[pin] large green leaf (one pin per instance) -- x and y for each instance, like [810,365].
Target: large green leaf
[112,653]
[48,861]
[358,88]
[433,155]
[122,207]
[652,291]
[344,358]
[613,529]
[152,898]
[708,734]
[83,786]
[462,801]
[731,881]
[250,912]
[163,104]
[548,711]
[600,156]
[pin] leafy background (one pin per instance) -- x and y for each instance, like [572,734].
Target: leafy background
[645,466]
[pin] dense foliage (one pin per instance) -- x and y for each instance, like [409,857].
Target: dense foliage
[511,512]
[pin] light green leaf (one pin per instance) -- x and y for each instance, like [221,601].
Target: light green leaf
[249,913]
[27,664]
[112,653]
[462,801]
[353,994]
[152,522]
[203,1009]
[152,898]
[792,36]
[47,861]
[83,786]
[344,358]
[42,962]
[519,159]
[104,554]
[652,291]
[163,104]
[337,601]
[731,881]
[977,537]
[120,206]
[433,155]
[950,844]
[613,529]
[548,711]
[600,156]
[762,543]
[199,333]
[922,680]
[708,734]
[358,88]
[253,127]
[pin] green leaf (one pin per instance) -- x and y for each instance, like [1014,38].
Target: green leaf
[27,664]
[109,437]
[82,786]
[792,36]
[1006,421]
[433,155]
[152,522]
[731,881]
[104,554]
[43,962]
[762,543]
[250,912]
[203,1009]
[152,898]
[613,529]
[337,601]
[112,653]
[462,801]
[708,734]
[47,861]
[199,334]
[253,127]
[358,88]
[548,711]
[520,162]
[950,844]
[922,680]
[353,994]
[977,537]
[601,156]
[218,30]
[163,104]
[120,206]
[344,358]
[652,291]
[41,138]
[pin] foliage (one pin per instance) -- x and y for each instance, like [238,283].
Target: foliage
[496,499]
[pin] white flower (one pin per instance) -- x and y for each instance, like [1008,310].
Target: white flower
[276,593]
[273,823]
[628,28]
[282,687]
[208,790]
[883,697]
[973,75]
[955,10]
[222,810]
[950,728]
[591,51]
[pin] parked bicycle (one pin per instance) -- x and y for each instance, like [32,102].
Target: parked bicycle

_ _ _

* Task requirements *
Go through the data above and transcribe every entry exactly.

* Finished task *
[pin] large green leaf (one pin per instance) -- x and y for each instance, like [810,365].
Target: large green leaf
[112,653]
[48,861]
[358,88]
[433,155]
[122,207]
[652,291]
[344,358]
[613,529]
[152,898]
[708,734]
[83,786]
[462,801]
[731,881]
[250,912]
[163,104]
[548,711]
[600,156]
[pin] leafy background (one pin per instance) -- x and y for each instance, like [572,734].
Target: leafy background
[645,466]
[pin] dense foliage (one pin per instance) -- x and y for each instance, like [409,857].
Target: dense foliage
[511,512]
[pin] light green leaf (one pin per instance) -- x and y for each instance, like [221,601].
Target: light green leaf
[249,913]
[27,664]
[112,653]
[462,801]
[353,994]
[152,522]
[203,1009]
[152,898]
[792,36]
[47,861]
[83,786]
[344,358]
[42,962]
[519,159]
[104,554]
[652,291]
[163,104]
[337,601]
[731,881]
[977,537]
[120,206]
[433,155]
[950,844]
[613,529]
[548,711]
[600,156]
[762,543]
[199,333]
[922,680]
[708,734]
[358,88]
[253,127]
[pin] green leaf (one pin per instance) -- x and y for each instance, like [1014,38].
Target: green leaf
[27,664]
[109,437]
[82,786]
[792,36]
[1006,421]
[433,155]
[152,522]
[731,881]
[104,554]
[43,962]
[762,543]
[250,912]
[203,1009]
[152,898]
[613,529]
[337,601]
[112,653]
[462,801]
[708,734]
[47,861]
[199,334]
[253,127]
[358,88]
[548,711]
[520,162]
[950,844]
[922,680]
[353,994]
[977,537]
[601,156]
[218,30]
[163,104]
[120,206]
[344,358]
[652,291]
[41,138]
[pin] foliage (one pin per instance) -- x and y for each instance, like [238,283].
Target: foliage
[496,499]
[pin] white flower (one pin per instance) -- x and y for each instance, like [1008,310].
Target: white flower
[276,593]
[273,823]
[628,28]
[282,687]
[208,790]
[883,697]
[973,75]
[955,10]
[222,810]
[950,728]
[591,51]
[pin] parked bicycle (one pin per instance) -- x and y for each instance, like [32,102].
Target: parked bicycle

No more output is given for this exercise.